**Requirements**
Filter the entries below, keeping only the lines that contain the string "wave", and copy each of those lines.

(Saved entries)
┌────────
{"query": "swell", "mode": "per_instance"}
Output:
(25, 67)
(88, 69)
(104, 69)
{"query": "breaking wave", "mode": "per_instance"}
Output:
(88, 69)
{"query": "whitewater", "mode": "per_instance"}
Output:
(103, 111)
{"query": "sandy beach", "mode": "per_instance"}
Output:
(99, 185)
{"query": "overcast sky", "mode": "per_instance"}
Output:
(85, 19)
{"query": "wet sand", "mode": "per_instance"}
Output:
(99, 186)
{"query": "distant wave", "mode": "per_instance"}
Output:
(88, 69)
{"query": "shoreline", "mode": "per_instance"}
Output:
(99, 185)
└────────
┌────────
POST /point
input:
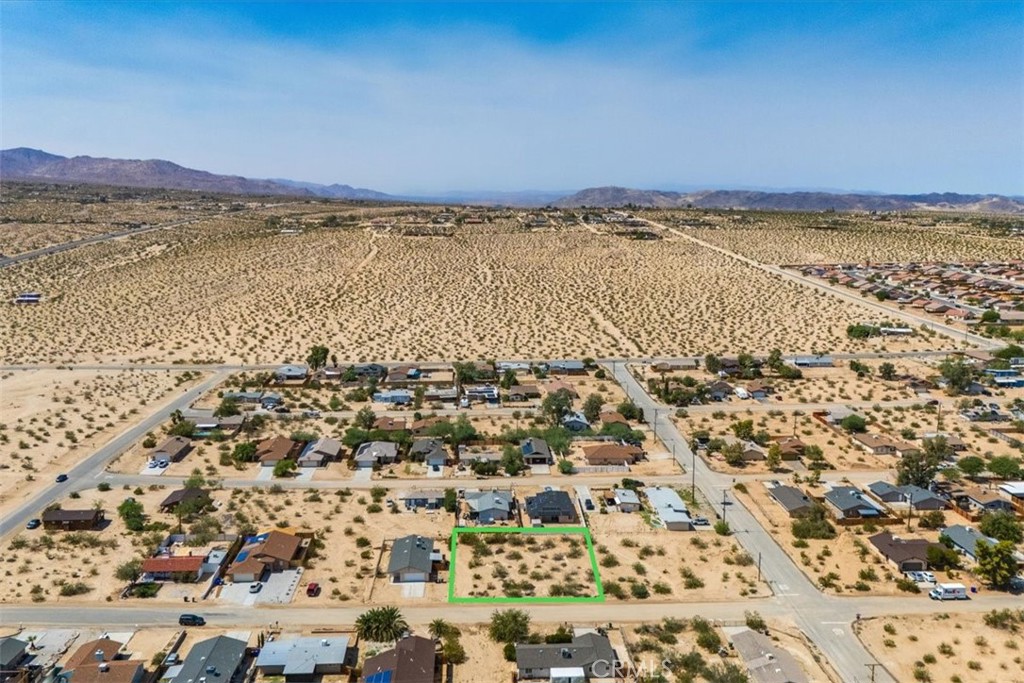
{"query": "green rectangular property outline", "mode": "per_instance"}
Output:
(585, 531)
└────────
┌────────
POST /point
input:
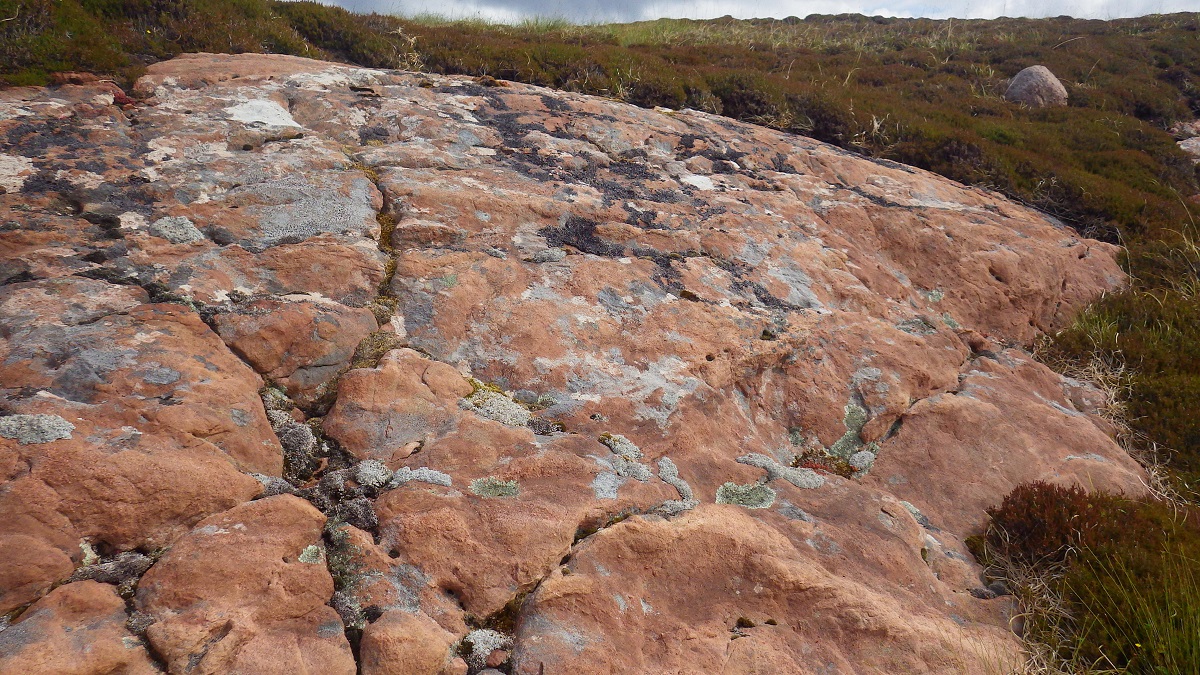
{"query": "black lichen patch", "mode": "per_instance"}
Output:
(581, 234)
└────────
**Output of the exercise**
{"query": "breaking wave", "mode": "per_instance"}
{"query": "distant wave", "mode": "per_instance"}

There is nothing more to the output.